Belky, 15, is now living her best life with her favorite unicorn plushie, as she should.

Belky was in grave, grave trouble. The elderly, obese dog's family had abandoned her earlier this summer on the side of a Michigan highway, where she laid with puncture wounds that had become infested with maggots. 

Thankfully, a friend of that family who was aware of the situation called local police, and Belky, unable to walk at age 15, was on her way to an infinitely better life. Once she received a bevy of medical care, she was soon ready for a new home, again proving that senior dogs are just as worthy of adoption as any other pup. 

"It's not their fault that they're old and they're not doing as well," says Breanna Dalton, who adopted Belky last month. "They need just as much love as they did when they were puppies."

After the family friend alerted the police on July 13, officers found Belky along Highway 696 in Saginaw and transported her to Saginaw County Animal Care and Control (SCAC). There, Belky quickly received veterinary care that made a massive difference.

"It started with a good Samaritan who was willing to get involved," Bonnie Kanicki, director of SCAC, tells Daily Paws. "We encourage people: If you see something, say something. And we're very fortunate that many people do."

Belky's condition upon her rescue was dire. Kanicki says the pup had "severe" open wounds on her back, extensive hair loss, and was so overweight that she couldn't walk, giving SCAC reason to believe Belky was a victim of neglect. SCAC has since opened a cruelty investigation into Belky's previous owner.

"It was pretty clear that she had not been cared for for a very long time," Kanicki says.

According to her medical report provided to Daily Paws, veterinary staff shaved her matted fur, treated her wounds, and extricated the maggots. She also received flea treatment, vaccines, and much-needed medication to treat a thyroid condition that contributed to her obesity.

Black and tan Belky laying with his toys
Credit: Courtesy of the Bissel Pet Foundation

After several weeks of treatment, Kanicki reports that Belky's weight was down 20 lbs., her hair had grown back, and her wounds had closed. That meant she was finally ready to find her new forever home.

SCAC posts often on Facebook about new rescues, asking their followers to Like and Share in hopes of catching a potential adopter's attention. It worked. Staff at the Humane Society of Midland County saw a Facebook post featuring Belky and took her in, according to the Bissell Pet Foundation, whose latest "Empty the Shelters" event led to Belky's adoption.

DATASET RECORDS
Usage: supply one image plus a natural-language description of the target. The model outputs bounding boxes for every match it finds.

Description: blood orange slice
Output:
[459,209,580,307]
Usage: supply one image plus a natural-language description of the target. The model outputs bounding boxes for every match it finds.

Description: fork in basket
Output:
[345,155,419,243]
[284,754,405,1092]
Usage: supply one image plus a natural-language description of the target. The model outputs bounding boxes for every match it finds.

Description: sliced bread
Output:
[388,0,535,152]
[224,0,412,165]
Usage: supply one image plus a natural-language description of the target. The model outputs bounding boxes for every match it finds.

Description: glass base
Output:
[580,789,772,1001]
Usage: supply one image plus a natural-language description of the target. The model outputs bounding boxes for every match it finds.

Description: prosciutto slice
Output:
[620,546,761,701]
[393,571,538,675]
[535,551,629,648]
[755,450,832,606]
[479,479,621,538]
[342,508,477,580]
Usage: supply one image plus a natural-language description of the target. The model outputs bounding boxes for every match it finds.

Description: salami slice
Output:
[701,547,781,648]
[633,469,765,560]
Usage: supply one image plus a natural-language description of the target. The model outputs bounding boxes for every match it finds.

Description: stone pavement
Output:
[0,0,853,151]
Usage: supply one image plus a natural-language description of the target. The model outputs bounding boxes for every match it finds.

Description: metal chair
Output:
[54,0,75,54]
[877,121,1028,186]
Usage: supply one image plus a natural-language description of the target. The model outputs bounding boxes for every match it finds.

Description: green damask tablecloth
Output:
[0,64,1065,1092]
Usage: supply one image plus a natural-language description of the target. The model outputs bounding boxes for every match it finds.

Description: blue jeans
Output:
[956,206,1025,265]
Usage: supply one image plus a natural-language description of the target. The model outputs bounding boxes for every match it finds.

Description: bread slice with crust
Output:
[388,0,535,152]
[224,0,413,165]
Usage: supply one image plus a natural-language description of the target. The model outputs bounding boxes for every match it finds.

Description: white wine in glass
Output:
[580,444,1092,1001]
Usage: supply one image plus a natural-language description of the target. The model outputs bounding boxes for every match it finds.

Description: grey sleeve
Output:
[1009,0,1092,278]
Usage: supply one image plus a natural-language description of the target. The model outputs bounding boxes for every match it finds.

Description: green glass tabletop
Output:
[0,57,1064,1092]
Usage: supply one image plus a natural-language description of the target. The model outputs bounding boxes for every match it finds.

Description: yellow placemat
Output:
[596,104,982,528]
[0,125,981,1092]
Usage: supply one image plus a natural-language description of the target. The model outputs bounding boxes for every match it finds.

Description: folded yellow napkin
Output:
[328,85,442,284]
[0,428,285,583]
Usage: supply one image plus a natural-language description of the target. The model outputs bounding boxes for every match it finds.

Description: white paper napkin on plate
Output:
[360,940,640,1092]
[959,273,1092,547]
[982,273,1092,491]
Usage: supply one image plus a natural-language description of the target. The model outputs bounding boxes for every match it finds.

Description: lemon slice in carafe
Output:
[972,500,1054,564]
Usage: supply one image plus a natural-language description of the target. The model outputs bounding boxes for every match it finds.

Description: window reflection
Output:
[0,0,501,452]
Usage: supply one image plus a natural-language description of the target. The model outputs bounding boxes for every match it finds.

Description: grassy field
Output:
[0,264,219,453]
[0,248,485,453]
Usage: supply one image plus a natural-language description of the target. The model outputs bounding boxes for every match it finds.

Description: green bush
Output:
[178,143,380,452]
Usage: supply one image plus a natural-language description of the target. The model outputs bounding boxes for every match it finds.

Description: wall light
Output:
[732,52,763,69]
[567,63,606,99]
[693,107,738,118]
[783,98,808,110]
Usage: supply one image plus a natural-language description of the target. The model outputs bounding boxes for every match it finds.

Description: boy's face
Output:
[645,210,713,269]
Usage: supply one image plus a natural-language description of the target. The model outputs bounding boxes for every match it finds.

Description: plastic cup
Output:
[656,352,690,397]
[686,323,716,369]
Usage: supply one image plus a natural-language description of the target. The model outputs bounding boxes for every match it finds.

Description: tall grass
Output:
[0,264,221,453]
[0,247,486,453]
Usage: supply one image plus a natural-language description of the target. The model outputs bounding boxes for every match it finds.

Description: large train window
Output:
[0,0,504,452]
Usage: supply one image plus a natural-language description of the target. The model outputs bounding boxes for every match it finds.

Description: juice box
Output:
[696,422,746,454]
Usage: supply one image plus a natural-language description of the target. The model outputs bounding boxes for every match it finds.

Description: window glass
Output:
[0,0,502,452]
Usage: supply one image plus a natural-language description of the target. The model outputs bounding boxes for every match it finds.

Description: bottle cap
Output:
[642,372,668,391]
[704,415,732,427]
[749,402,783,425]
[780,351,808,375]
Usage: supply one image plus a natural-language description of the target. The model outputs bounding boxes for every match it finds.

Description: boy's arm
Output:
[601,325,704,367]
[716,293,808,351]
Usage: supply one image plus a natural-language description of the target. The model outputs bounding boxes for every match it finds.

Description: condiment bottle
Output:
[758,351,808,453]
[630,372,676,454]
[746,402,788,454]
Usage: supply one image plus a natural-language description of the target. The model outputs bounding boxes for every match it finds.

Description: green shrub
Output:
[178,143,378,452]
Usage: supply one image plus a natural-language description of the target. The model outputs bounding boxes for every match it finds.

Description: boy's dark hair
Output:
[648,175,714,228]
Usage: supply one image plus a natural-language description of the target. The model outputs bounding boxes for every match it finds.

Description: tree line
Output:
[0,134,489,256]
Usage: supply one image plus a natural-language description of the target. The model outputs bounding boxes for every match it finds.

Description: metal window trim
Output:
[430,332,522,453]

TASK LIST
1. Translate this sentence from the article about Belky's rescue into Spanish: "SCAC has since opened a cruelty investigation into Belky's previous owner."
2. Extend the article about Belky's rescue, picking up right after its final sentence.

TASK ANSWERS
1. Desde entonces, SCAC ha abierto una investigación por crueldad contra la anterior dueña o el anterior dueño de Belky.

2.
That's when Dalton found Belky. She saw in a post that Belky is a senior dog with health problems and thought, "I want to be the one to help her." Although senior dogs are often harder to adopt out, Dalton still was worried someone would scoop Belky up before she had the chance to meet the sweet pup. "I got lucky for her to still be there the next day," she tells Daily Paws.

On Aug. 19, just a few days after being posted for adoption, Belky went with Dalton to her new forever home in Bay City, Mich. She was one of 1,805 pets adopted during Empty the Shelters that week. 

Belking stand outdoors with girl holding a Bissell Foundation sign
Credit: Courtesy of the Bissel Pet Foundation

"To have brought [Belky] through her rehabilitation, to have her get into a wonderful home, that's a success story that inspires us to keep doing what we're doing here," Kanicki tells Daily Paws.

Belky's life has continued to improve since her adoption last month. She's now taking meds twice a day for her thyroid issue and is already shedding weight, Dalton says.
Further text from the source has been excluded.